▼

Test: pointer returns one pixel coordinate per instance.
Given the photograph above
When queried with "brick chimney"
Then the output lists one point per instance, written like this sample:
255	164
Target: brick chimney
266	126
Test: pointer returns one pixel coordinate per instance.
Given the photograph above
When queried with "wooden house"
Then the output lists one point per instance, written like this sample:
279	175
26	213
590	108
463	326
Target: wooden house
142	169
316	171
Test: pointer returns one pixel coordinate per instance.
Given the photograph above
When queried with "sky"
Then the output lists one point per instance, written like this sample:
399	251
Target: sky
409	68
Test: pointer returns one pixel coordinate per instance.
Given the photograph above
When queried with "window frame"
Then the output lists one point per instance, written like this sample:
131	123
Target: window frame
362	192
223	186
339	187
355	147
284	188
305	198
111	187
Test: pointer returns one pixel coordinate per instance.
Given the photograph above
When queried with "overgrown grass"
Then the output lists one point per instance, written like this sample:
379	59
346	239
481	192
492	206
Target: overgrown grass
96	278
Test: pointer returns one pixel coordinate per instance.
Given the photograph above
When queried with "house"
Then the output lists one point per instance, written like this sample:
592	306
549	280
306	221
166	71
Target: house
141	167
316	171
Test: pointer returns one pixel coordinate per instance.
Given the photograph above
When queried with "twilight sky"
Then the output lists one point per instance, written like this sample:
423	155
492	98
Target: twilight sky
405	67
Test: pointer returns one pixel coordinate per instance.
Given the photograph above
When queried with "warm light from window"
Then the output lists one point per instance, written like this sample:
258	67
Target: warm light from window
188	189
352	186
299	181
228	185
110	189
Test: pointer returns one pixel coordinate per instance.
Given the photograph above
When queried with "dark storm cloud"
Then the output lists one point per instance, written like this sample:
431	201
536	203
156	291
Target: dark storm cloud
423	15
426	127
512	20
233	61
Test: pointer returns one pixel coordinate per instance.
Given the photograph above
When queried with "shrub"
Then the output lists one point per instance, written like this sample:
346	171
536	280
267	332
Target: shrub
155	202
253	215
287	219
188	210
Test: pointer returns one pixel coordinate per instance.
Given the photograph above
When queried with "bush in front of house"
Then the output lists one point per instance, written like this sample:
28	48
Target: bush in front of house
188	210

▲
▼

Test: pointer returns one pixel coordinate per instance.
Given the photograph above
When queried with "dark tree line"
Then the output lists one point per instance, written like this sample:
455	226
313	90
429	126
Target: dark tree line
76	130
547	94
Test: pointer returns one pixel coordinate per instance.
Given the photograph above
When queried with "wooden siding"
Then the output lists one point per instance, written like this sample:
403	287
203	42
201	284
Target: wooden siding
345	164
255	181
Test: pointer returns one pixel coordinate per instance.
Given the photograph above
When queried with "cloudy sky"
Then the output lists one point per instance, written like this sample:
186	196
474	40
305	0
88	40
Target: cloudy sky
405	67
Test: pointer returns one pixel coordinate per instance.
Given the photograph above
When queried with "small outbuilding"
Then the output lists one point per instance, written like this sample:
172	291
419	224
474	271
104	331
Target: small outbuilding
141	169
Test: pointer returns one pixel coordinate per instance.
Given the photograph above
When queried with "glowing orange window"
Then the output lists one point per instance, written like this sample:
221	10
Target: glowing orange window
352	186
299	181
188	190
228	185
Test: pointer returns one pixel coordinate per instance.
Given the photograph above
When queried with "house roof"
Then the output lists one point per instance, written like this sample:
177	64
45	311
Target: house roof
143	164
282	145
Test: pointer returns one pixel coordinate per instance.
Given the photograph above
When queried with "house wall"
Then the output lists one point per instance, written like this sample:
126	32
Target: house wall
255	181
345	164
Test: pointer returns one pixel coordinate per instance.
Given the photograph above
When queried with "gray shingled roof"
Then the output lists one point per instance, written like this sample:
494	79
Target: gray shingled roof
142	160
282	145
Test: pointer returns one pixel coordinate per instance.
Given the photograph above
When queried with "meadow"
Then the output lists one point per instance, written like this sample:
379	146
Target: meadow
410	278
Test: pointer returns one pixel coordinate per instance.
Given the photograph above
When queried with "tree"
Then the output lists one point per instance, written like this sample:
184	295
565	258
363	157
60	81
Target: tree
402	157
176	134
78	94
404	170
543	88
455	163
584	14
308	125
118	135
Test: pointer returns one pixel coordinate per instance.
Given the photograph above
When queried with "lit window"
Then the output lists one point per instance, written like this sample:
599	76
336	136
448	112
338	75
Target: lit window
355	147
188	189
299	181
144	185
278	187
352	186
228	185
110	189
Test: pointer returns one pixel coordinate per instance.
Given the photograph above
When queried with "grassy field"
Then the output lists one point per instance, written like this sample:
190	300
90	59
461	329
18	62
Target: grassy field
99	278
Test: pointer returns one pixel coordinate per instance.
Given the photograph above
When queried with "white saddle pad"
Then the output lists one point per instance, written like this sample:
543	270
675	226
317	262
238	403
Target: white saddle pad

▲

Show every line of the material above that contains the word "warm", copying each such line in full.

When queried with "warm light from window"
Target: warm light from window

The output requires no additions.